Copy out the data exactly as it stands, starting at the line that contains "pixel 191 502." and ending at the line that contains "Target: pink and yellow sky".
----- DATA TO USE
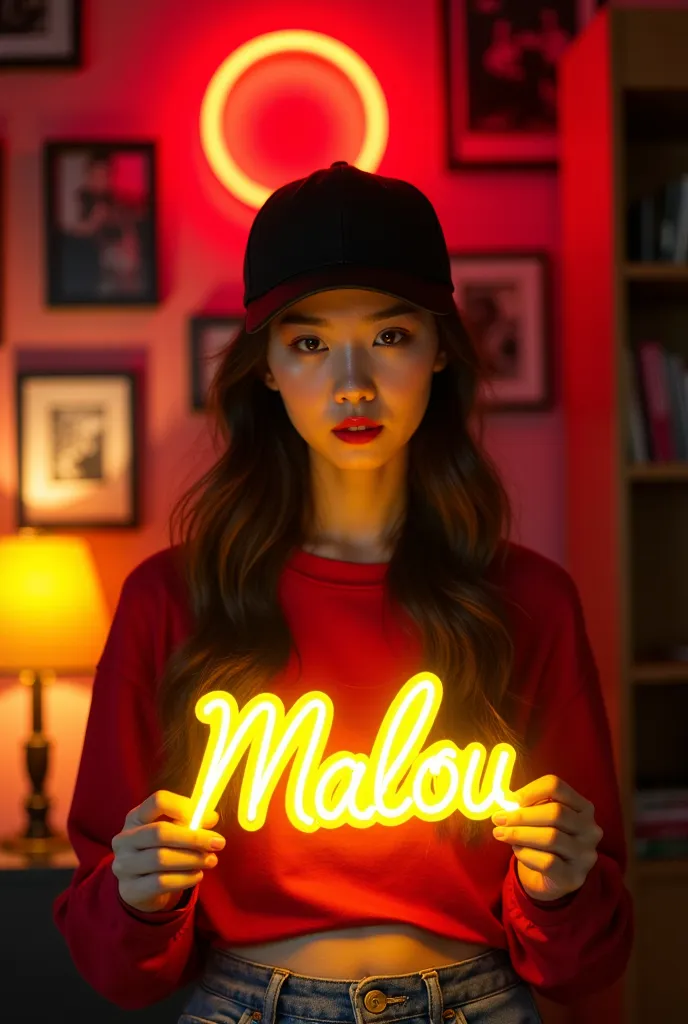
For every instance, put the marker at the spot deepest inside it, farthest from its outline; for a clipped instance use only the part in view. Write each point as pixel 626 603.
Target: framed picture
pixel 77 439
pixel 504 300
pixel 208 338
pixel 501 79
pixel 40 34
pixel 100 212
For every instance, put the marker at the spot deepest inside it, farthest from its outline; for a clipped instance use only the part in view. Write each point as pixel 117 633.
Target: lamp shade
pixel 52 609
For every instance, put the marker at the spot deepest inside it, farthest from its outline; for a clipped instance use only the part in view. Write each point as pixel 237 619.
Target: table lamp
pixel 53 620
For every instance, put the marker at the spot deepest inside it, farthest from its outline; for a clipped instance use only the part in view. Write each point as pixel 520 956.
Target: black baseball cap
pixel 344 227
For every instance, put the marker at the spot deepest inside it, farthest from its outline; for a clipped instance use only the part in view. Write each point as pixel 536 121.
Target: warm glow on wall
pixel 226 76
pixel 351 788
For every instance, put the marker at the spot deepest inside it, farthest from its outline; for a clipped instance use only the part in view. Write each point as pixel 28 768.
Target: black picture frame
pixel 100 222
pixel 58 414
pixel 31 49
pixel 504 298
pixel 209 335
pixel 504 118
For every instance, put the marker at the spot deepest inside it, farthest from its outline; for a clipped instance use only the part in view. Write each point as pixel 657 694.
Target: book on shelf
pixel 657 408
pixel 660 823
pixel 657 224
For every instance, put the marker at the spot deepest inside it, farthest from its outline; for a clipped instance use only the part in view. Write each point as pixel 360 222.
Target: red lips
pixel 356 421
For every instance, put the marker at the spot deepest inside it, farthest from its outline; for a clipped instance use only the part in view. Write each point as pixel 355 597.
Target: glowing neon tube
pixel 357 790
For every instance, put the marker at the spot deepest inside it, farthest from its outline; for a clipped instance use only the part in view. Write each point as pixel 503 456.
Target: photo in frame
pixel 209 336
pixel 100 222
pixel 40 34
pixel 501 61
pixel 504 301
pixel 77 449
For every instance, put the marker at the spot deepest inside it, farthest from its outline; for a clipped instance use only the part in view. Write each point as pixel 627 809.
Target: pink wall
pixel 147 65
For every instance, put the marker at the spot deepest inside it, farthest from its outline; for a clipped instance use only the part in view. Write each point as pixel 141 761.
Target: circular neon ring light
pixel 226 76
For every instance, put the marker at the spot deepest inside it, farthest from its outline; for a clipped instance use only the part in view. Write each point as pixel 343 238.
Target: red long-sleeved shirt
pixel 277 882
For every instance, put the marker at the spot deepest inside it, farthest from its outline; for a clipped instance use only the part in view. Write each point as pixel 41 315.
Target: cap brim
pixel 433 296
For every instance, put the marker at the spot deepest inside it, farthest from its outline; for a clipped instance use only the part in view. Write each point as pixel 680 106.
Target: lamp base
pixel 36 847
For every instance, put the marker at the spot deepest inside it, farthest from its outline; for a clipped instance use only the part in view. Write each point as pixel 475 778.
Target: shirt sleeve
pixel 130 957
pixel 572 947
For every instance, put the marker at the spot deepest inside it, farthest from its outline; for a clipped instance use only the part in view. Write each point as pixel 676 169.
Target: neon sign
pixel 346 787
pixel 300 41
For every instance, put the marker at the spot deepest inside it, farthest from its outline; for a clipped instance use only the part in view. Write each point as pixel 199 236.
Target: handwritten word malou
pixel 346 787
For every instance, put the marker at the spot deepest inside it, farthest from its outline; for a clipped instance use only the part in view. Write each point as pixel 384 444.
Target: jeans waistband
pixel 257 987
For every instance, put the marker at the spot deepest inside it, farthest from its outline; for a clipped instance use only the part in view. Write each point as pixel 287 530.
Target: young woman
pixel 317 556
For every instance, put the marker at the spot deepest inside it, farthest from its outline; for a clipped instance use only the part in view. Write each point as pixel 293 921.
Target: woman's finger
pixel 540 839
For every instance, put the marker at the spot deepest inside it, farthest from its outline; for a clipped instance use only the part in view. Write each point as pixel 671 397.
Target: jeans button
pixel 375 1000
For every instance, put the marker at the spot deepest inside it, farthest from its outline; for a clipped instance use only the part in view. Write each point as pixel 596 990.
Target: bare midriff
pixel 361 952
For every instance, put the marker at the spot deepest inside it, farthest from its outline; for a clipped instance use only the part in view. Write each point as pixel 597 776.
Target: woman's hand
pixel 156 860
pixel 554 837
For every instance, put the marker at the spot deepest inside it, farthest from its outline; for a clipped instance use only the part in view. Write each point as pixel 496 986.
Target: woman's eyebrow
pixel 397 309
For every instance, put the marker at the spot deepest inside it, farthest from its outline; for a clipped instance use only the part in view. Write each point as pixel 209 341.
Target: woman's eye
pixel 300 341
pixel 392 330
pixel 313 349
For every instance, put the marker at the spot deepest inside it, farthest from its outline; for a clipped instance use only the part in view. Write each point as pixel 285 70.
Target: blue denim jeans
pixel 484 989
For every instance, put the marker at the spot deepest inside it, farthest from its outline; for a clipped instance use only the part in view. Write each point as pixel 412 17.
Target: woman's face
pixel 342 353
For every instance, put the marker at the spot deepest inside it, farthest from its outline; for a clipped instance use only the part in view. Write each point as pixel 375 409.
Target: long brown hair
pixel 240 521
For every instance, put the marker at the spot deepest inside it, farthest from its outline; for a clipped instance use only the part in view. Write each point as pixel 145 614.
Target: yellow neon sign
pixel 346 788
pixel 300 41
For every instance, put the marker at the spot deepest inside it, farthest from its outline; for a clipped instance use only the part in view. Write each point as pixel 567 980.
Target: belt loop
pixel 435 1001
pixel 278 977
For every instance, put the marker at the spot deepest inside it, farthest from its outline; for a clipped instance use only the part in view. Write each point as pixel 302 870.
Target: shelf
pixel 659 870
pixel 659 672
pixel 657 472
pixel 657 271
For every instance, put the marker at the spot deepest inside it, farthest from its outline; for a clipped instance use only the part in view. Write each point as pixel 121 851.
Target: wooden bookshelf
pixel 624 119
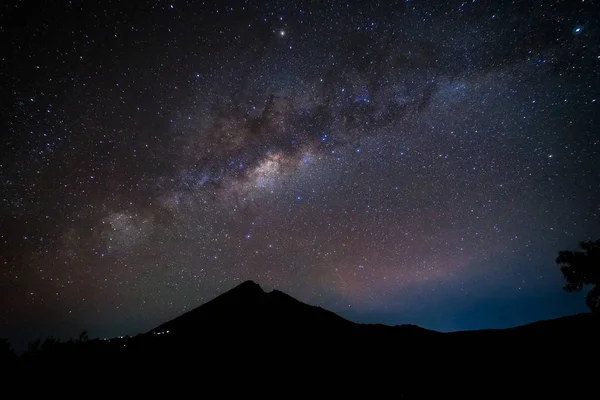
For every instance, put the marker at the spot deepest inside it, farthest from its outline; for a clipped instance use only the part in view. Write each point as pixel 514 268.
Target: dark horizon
----------
----- DATA TO USE
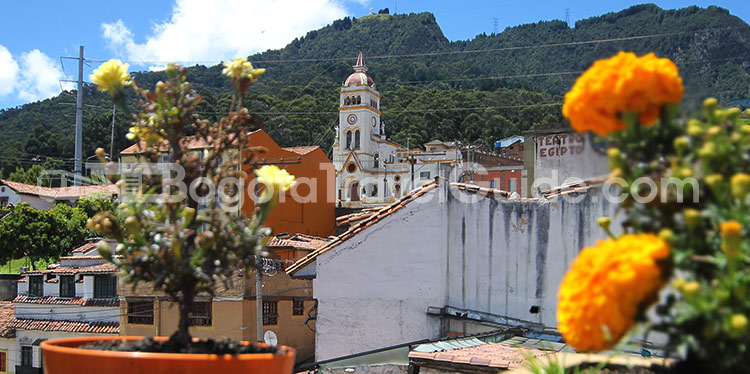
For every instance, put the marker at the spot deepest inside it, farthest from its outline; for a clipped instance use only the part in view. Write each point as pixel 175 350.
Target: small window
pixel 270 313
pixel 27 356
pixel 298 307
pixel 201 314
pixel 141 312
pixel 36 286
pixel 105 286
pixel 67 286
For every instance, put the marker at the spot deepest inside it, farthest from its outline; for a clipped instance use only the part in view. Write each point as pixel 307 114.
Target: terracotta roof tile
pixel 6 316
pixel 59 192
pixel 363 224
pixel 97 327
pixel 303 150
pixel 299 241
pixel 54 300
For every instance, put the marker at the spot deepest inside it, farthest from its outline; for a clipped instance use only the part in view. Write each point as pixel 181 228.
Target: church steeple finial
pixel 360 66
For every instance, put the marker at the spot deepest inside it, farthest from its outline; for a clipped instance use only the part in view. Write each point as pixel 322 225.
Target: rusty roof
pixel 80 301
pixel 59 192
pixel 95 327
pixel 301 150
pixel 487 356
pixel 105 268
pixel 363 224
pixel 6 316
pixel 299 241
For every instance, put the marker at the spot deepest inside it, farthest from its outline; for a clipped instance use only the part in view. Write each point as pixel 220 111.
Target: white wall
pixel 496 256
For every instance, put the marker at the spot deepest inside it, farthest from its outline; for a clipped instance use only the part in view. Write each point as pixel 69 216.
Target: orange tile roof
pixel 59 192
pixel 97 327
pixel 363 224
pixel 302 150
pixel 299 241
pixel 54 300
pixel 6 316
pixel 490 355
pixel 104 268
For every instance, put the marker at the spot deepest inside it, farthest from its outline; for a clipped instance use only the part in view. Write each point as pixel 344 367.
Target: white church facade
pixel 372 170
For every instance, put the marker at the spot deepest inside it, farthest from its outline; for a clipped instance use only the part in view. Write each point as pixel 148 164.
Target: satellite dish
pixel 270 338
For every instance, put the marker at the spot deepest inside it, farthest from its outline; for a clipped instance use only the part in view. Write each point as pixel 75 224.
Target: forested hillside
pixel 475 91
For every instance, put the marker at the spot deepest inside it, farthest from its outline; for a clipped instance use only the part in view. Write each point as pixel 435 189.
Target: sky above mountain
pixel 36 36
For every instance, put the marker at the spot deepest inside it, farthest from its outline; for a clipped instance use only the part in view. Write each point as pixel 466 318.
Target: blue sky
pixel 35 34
----------
----- DATA TO USE
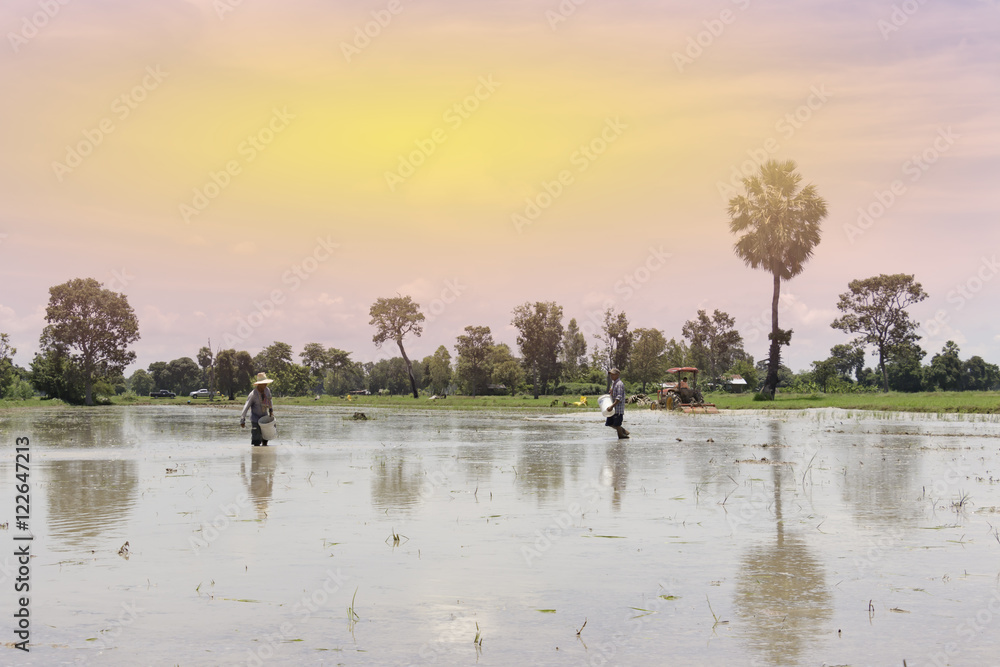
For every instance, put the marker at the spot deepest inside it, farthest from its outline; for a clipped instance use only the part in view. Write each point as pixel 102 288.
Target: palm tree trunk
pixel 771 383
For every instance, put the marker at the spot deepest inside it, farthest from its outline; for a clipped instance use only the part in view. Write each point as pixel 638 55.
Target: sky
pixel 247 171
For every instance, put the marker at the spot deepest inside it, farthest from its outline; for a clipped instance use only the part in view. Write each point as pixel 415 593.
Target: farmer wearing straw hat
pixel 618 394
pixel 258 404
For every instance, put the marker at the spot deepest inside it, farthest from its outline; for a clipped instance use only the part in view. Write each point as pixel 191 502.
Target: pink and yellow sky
----------
**OUTPUT FOR THIS TASK:**
For every instance, put the marker at the spot deepest inside it, farthest from its outline; for a clipped instance use only the part in view. Write each point as pixel 191 502.
Target: pink and yellow sky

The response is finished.